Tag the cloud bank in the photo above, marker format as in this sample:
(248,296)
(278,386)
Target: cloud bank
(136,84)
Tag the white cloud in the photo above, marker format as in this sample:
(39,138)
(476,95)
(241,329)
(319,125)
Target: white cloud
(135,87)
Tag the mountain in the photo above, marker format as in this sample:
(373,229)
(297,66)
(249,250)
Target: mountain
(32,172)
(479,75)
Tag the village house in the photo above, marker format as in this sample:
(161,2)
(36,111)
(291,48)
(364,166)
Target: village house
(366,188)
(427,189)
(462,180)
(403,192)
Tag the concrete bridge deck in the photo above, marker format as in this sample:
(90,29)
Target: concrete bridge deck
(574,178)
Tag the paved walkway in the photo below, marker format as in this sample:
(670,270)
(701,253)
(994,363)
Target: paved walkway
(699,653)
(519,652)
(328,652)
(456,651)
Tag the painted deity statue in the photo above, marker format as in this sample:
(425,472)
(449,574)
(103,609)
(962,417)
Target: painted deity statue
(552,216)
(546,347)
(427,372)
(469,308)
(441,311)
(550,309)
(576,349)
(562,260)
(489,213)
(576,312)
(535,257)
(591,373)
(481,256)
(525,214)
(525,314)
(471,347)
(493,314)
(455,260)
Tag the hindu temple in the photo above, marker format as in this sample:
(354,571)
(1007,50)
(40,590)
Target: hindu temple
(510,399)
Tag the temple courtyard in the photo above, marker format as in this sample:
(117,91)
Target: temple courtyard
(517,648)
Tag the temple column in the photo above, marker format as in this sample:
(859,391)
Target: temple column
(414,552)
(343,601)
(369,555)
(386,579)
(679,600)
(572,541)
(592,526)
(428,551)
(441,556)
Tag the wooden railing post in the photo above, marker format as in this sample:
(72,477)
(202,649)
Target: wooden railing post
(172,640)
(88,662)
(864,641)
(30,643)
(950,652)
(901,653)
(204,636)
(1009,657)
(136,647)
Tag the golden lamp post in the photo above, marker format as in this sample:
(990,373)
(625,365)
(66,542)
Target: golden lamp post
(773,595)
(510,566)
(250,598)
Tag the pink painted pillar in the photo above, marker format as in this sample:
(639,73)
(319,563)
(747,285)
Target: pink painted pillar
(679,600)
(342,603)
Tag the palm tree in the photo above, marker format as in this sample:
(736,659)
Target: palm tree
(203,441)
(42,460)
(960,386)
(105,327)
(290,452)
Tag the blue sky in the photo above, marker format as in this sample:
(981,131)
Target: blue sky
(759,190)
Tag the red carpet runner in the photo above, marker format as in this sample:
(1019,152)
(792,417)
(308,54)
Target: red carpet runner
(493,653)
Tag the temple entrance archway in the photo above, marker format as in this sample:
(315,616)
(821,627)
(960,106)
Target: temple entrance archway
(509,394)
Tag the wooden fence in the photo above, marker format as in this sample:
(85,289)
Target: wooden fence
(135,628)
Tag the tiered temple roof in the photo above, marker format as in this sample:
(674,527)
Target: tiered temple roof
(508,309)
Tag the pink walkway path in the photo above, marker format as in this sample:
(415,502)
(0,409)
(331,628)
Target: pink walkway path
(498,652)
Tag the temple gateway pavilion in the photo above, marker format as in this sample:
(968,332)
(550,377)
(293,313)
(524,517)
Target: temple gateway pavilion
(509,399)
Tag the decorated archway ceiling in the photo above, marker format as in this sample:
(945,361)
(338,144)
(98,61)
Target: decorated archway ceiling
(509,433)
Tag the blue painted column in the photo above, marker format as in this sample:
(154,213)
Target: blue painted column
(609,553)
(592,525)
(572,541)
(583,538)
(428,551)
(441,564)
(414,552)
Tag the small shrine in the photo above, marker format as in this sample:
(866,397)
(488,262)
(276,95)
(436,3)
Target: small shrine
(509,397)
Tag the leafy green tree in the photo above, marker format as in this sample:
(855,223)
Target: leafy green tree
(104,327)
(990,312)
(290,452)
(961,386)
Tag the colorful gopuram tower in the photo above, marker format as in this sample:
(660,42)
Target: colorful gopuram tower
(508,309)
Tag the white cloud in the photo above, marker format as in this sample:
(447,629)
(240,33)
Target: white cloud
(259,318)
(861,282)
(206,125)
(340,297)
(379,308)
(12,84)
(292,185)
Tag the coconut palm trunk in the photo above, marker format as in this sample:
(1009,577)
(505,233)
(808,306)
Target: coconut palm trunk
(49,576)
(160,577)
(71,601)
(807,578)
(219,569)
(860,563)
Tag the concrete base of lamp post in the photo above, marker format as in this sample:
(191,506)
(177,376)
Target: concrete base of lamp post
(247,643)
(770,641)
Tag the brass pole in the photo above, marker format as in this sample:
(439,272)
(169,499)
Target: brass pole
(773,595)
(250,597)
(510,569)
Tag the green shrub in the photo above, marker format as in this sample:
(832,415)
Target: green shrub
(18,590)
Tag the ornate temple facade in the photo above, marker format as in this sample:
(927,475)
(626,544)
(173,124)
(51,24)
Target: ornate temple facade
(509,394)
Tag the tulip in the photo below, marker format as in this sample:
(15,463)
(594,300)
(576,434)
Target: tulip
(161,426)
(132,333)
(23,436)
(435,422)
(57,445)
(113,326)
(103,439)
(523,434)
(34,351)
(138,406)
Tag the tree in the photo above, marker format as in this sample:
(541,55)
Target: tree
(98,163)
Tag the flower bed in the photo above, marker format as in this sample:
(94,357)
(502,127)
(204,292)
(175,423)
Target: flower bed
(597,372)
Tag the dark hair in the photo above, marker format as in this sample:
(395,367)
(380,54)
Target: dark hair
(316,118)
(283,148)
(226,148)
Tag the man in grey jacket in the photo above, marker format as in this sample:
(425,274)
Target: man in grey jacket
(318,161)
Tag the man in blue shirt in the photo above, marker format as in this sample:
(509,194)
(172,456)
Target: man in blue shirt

_TASK GOAL_
Every line in the material above that has the word "shirt" should be copied.

_ANSWER AREA_
Tag the man in blue shirt in the photo above, marker format as in this sample:
Target: man in blue shirt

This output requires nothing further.